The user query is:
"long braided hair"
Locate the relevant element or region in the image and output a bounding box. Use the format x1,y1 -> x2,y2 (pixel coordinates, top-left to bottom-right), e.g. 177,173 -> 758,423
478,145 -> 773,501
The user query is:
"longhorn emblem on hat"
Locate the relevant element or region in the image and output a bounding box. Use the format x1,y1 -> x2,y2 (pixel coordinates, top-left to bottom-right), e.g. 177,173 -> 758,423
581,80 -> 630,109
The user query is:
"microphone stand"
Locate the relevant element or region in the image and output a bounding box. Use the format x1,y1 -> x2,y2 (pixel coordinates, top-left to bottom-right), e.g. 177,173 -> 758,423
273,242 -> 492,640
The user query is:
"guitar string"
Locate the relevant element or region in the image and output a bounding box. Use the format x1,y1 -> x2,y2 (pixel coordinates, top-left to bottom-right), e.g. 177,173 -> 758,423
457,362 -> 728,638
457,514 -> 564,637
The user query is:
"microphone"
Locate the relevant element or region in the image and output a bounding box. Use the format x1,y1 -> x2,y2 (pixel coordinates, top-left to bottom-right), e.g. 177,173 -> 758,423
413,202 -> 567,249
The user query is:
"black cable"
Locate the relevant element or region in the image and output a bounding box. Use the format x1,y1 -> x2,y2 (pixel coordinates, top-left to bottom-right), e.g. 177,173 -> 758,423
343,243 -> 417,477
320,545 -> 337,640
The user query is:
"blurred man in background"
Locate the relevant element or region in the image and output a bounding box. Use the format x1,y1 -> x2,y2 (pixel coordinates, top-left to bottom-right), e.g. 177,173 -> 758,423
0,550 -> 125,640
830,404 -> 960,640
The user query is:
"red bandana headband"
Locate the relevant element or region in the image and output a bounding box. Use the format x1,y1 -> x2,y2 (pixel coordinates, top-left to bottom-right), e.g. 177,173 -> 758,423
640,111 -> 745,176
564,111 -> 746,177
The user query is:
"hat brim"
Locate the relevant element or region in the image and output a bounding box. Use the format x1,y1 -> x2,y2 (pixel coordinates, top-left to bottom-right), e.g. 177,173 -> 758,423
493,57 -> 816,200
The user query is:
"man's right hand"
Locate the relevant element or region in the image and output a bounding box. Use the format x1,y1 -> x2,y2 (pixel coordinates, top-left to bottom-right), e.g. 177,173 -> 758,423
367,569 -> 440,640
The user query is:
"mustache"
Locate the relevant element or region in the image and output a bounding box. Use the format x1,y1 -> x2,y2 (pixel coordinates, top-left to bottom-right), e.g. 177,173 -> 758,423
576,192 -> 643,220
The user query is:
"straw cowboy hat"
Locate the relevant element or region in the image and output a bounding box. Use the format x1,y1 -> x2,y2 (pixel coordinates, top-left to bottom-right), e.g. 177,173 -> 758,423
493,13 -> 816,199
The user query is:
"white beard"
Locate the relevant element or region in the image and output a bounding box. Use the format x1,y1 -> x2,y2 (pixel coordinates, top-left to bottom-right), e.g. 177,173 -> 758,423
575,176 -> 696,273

* _EXERCISE INSTRUCTIONS_: Rewrite all of the rows above with every instance of "user query" changed to "search phrase", leaving everything else the same.

* _OUTPUT OF THE EXERCISE_:
The search phrase is:
"long braided hair"
Locate the relevant element or region in the image and output a bounding box. Use the format x1,y1 -> x2,y2 (pixel coordinates, top-left to bottom-right), e.g. 177,173 -> 758,423
478,145 -> 773,501
The search phrase is:
"longhorn emblem on hat"
Locate the relevant element or region in the image and output a bounding box. Use the format x1,y1 -> x2,y2 (pixel coordinates, top-left to bottom-right), e.g. 177,173 -> 758,423
581,80 -> 630,109
The search phrase is:
"microphone stand"
Locate the relevant element or region in the image and output a bounding box. Use the format x1,y1 -> x2,y2 (pixel coordinates, top-left to bottom-right), e.g. 177,173 -> 758,423
273,242 -> 492,640
The search phrase is:
"guitar string"
Locate the relevant element or region in the image and output a bounding box. Use the format x1,y1 -> x2,y2 (pixel coordinates, top-left to bottom-right), e.g. 177,173 -> 758,423
457,362 -> 728,638
457,514 -> 564,637
The search phrase is:
"microphone"
Locate the relevant element or region in the image and output a bounding box. Use the format x1,y1 -> x2,y2 (pixel coordinates, top-left to bottom-right), e.g. 177,173 -> 758,423
413,202 -> 567,249
The search phrase is:
"black cable"
Locate the relevant element or region in the image and output a bounding box. Use the format x1,y1 -> x2,y2 (pixel coordinates, top-left to bottom-right), e.g. 177,173 -> 758,423
343,243 -> 417,477
320,545 -> 337,640
The search phrase is:
"blurred man in background"
Locate the relevant element or region in the image and output a bounding box. Use the format x1,y1 -> x2,y2 (pixel coordinates, top-left to bottom-right), e.g. 177,173 -> 758,423
0,550 -> 125,640
830,404 -> 960,640
The search phrase is:
"red bandana headband"
Locate the relevant element or region in the image and output a bounding box. Use the format x1,y1 -> x2,y2 (pixel coordinates, top-left to bottom-right), e.g. 177,173 -> 758,423
640,111 -> 745,176
564,111 -> 746,177
The search phrase is:
"hat brim"
Locate the relevant element or region in the image and output a bounding box. Use the format x1,y1 -> x2,y2 (pixel coordinates, top-left to bottom-right), e.g. 177,173 -> 758,423
493,57 -> 816,200
The search phrase is:
"man's right hand"
Locate the relevant element or region in the image and output a bounding box. Use the format x1,y1 -> x2,y2 (pixel coordinates, top-left to bottom-right), e.g. 177,173 -> 758,423
367,569 -> 440,640
The search phrase is:
"mustache"
Locate the relevant element or region in the image and output a bounding box. Use the format x1,y1 -> x2,y2 (pixel coordinates, top-left to bottom-right), e.g. 177,173 -> 758,423
576,192 -> 643,220
The search phrase is:
"straw cowboy hat"
Locate the relevant element or region in the image and output a bounding box. Use the format x1,y1 -> x2,y2 (pixel coordinates, top-left to bottom-right), e.g. 177,173 -> 758,423
493,13 -> 816,199
The search phrase is:
"white beard"
Locate the relevant element or region in the image and output a bounding box. Use the format x1,y1 -> x2,y2 (pixel coordinates, top-left to bottom-right), e.g. 177,173 -> 758,423
575,176 -> 696,273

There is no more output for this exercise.